#### SUPPLIED TEXT
+-------+

Failed to pass both houses, will not become law this session

Over 11 years ago, President Obama issued the executive order that established the Deferred Action for Childhood Arrivals Program – or DACA –  giving nearly 800,000 undocumented immigrants who were brought to the United States as children the chance to live, work, and go to school without fear of deportation. While DACA has been a significant step forward in the fight to expand immigrant rights, it falls short of the pathway to citizenship Dreamers deserve.

One area in which DACA recipients continue to face injustice is higher education. Wisconsin is home to more than 75,000 undocumented people, many of whom claim DACA status so they can enroll at a state college or university. But those Dreamers living in Wisconsin who decide to attend college must saddle a vastly higher financial burden than other Wisconsin students. This is because we are one of only five states in the country with laws that specifically prohibit undocumented immigrants, including beneficiaries of DACA, from receiving in-state tuition and financial aid. 

The 8,000 Dreamers who live in Wisconsin, along with the undocumented community as a whole, play a vital role in keeping Wisconsin running. According to a Dreamers of Wisconsin tuition equity policy brief, DACA-eligible residents of Wisconsin pay $48 million in local, state, and federal taxes and make massive contributions to our economy. The difference that DACA recipients make economically is so significant that without them the state would lose $427 million in GDP annually. Dreamers are clearly invaluable to our state in countless ways, and continuing to deny them equal access to education is not only harmful to Dreamers and their families but detrimental to all of Wisconsin.

+-------+

(Dataset records on object locations)
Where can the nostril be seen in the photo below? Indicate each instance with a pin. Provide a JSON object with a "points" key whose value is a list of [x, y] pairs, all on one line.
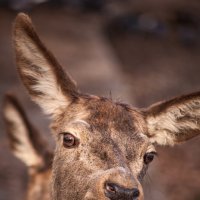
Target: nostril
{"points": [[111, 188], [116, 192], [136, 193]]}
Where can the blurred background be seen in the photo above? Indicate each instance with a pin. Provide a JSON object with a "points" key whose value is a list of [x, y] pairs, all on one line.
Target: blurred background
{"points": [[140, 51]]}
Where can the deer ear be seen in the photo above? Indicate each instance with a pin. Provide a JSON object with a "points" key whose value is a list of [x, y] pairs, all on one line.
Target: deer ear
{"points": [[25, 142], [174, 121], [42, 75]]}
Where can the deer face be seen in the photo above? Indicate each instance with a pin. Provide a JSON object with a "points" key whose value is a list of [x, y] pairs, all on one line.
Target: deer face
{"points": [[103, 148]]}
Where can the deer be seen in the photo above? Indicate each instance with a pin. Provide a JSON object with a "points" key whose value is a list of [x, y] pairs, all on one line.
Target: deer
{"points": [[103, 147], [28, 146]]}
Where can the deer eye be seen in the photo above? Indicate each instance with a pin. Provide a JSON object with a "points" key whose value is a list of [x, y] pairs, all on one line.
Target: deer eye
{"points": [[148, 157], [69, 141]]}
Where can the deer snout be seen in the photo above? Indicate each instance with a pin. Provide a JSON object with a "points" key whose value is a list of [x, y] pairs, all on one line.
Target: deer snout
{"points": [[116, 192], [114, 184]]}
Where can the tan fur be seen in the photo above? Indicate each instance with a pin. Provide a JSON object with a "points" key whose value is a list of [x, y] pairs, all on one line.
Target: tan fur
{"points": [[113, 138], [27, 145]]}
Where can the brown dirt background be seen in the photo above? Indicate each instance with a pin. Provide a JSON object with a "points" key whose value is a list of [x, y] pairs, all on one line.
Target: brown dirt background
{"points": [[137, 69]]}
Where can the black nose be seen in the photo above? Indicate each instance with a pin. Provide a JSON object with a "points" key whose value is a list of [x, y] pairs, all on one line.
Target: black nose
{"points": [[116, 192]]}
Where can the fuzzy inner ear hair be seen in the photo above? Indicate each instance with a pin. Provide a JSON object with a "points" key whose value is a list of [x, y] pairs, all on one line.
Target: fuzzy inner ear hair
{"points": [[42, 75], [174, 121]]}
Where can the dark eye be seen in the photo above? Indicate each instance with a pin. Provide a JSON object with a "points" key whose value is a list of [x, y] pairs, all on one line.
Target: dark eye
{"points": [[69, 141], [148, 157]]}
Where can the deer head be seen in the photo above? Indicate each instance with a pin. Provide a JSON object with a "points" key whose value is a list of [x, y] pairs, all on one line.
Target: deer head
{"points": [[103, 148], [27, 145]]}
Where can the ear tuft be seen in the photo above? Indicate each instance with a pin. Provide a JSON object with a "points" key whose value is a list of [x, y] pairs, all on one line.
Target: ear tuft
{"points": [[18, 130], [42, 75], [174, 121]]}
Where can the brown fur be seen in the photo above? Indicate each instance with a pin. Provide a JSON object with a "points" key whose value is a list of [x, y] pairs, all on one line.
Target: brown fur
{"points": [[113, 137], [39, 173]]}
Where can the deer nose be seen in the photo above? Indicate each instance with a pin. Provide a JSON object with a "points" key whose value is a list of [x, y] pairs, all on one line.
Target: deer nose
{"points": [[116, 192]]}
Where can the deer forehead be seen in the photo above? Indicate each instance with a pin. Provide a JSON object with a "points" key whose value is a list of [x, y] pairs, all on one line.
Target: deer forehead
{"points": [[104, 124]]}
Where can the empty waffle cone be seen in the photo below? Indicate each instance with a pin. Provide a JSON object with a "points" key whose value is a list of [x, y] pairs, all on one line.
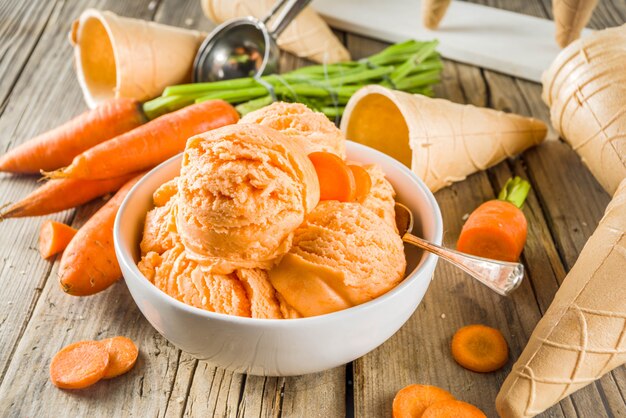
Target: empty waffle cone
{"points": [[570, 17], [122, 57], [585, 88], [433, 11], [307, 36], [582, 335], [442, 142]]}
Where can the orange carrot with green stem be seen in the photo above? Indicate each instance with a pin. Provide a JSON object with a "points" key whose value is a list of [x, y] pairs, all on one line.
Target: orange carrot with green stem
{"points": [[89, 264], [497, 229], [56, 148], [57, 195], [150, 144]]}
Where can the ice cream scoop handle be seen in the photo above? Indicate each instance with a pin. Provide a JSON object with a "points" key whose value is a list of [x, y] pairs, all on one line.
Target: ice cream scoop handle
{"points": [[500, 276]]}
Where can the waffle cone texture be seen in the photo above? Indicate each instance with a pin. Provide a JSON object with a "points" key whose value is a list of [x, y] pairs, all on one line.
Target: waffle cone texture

+-------+

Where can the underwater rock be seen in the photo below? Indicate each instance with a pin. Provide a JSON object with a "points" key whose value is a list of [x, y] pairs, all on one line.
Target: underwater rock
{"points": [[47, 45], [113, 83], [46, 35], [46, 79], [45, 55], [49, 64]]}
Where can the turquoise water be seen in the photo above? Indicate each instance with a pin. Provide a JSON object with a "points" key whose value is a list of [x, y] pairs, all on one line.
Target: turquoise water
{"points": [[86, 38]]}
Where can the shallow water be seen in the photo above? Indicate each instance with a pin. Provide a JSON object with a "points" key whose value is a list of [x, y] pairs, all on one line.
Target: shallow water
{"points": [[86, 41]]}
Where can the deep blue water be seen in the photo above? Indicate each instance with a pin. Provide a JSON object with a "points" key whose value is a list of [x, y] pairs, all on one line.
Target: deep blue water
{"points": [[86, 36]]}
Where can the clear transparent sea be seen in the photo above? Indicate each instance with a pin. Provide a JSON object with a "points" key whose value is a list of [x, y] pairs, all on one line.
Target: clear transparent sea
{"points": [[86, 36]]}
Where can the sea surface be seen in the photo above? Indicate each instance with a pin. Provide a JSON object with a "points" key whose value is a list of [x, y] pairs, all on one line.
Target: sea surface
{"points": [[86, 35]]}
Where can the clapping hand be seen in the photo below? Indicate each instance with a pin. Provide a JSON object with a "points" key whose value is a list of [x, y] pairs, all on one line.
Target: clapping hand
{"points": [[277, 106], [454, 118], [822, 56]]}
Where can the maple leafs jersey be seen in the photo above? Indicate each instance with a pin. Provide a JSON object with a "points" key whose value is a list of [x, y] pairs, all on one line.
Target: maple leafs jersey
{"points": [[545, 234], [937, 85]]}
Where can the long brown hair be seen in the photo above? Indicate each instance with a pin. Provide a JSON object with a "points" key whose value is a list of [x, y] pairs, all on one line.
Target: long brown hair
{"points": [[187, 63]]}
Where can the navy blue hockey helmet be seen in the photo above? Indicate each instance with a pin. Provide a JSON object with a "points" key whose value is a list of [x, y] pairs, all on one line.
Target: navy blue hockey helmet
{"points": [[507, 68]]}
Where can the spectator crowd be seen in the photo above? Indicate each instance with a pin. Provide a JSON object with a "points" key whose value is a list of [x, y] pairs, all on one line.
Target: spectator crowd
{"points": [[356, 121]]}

+-------+

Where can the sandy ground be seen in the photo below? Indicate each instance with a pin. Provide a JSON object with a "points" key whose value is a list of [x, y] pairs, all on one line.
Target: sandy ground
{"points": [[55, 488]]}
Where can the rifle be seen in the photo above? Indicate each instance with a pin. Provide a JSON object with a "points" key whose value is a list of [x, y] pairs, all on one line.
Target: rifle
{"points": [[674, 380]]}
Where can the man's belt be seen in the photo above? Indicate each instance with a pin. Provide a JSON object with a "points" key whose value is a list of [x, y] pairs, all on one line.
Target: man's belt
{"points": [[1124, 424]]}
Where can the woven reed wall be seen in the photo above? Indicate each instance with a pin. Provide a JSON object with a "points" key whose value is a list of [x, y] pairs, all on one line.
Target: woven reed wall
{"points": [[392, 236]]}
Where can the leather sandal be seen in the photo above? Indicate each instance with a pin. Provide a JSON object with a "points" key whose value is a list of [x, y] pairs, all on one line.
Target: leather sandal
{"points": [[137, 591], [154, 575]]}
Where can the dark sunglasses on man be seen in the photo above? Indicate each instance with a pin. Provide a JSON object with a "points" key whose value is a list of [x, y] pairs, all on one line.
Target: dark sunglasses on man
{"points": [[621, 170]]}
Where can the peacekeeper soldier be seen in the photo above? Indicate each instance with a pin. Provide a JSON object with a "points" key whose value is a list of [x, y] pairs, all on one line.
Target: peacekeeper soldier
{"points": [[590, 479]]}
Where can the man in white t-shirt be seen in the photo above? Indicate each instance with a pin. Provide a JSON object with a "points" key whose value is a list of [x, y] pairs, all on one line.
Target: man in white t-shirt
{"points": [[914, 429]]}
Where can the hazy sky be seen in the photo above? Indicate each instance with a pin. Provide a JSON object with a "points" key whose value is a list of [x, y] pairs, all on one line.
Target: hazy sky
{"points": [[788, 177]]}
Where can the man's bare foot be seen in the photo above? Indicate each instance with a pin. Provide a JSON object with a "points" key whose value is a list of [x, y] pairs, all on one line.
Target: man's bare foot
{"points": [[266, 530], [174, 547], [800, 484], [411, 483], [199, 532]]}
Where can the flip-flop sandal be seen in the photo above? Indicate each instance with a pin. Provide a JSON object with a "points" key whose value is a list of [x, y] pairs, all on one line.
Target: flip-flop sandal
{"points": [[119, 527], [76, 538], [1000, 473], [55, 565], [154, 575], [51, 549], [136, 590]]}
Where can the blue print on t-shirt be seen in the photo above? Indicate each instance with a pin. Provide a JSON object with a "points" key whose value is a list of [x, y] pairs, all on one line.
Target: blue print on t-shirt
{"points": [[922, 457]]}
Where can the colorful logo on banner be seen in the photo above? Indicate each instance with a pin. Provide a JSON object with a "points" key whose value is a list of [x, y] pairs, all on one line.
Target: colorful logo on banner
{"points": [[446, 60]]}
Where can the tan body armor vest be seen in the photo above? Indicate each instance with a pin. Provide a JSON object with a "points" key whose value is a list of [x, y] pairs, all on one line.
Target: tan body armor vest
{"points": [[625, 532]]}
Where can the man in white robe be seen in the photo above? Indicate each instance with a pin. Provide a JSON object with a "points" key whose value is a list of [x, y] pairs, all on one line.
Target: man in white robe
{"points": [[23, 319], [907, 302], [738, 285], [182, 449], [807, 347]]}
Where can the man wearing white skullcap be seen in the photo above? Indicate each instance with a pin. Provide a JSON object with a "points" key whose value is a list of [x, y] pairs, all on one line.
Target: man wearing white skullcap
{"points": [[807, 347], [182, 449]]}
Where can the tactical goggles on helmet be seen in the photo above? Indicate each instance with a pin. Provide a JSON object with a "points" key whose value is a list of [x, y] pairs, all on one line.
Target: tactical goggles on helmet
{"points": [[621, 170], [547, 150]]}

+-------+

#### TASKS TO CARRY OUT
1. In the passage on DACA and Wisconsin tuition, how many states have laws that specifically bar undocumented immigrants from in-state tuition and financial aid?
2. Carry the passage on DACA and Wisconsin tuition forward from its final sentence.
The records are separate material with no connection to the passage on DACA and Wisconsin tuition.

#### TASK-BY-TASK RESULTS
1. Five states, Wisconsin among them.

2.
This bill creates a nonresident tuition exemption for certain University of Wisconsin System students. Current law allows the Board of Regents of the UW System to charge different tuition rates to resident and nonresident students. Current law also includes nonresident tuition exemptions, under which certain nonresident students pay resident tuition rates. This bill creates an additional exemption for a person who has resided in this state for 12 months immediately preceding any semester or session in which they register at an institution and who is in approved deferred action status pursuant to the Deferred Action for Childhood Arrivals (DACA) program.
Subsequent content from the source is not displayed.